-------- DATA FOR THIS EXERCISE --------
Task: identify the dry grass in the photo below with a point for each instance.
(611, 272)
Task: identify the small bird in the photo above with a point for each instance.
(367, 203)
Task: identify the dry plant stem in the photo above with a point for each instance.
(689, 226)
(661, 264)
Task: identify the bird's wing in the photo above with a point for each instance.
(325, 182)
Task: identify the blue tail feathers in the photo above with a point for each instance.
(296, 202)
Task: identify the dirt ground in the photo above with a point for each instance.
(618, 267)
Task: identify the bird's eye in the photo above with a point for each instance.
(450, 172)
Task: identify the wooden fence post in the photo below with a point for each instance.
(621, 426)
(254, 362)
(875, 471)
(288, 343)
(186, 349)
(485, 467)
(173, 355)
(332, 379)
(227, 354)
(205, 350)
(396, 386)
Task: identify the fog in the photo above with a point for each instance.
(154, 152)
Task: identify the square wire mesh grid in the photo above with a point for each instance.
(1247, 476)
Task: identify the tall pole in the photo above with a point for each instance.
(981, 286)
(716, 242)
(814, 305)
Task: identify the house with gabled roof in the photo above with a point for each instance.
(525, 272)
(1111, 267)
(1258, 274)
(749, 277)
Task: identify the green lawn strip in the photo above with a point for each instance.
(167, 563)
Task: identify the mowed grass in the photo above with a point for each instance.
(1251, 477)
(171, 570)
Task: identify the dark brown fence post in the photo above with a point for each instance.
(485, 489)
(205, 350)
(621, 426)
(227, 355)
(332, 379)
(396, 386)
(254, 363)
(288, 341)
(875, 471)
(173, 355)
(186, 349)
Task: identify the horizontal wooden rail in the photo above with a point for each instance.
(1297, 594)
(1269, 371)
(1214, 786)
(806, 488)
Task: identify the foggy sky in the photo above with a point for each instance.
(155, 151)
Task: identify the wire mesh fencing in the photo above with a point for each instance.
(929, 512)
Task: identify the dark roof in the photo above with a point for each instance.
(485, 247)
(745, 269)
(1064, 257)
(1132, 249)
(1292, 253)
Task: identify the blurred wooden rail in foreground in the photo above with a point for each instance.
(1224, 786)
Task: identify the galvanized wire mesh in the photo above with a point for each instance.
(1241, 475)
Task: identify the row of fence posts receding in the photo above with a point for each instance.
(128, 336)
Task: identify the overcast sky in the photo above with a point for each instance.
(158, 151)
--------
• _EXERCISE DIRECTIONS_
Write out again, word for word, the part of the data above that begins at the line containing "Task: identify the dirt" and stops after the line containing "(1241, 475)".

• _SOLUTION FOR THIS PROBLEM_
Task: identify the dirt ground in the photo above with a point for each instance.
(618, 267)
Task: identify the bird's eye in the photo above with a point for each instance.
(450, 172)
Task: identify the wooden fence post in the photo below with a point for each instance.
(621, 426)
(254, 362)
(875, 471)
(288, 343)
(186, 349)
(485, 467)
(173, 355)
(332, 379)
(227, 354)
(205, 350)
(396, 386)
Task: identify the fog in the photo above with a point for each instance.
(154, 152)
Task: identify the square wire mesh grid in the photo above with a point for each instance.
(1247, 476)
Task: identify the tall pole in the photo above with a point for each instance.
(981, 286)
(716, 242)
(814, 305)
Task: identify the house with gabled roof in the photo above with a point for each instance.
(525, 272)
(1111, 267)
(1258, 274)
(749, 277)
Task: identify the green lawn strip in the photo above with a point for each instance.
(167, 563)
Task: identify the mowed grass in the photo above with a point for each instance.
(1251, 477)
(171, 570)
Task: identify the dark brown fence post in the photo above with a point for each instance.
(485, 489)
(205, 350)
(621, 426)
(227, 355)
(332, 379)
(396, 386)
(254, 363)
(288, 341)
(875, 471)
(173, 355)
(186, 349)
Task: identify the horizontal wooden rail in the photo above with a point for each instance.
(1297, 594)
(1269, 371)
(1214, 786)
(806, 488)
Task: identify the foggy sky in the photo above with a point for each instance.
(155, 151)
Task: identify the wire mesh fencing in the photo above with a point for each instance.
(929, 512)
Task: identify the dark roof in the photo above with a point for each instance.
(485, 247)
(745, 269)
(1064, 257)
(1132, 249)
(1292, 253)
Task: identify the blurred wooden rail in foreground in the photo above with a point for each instance.
(1224, 786)
Task: identify the galvanized wire mesh in the photo above with a point for each instance.
(1241, 475)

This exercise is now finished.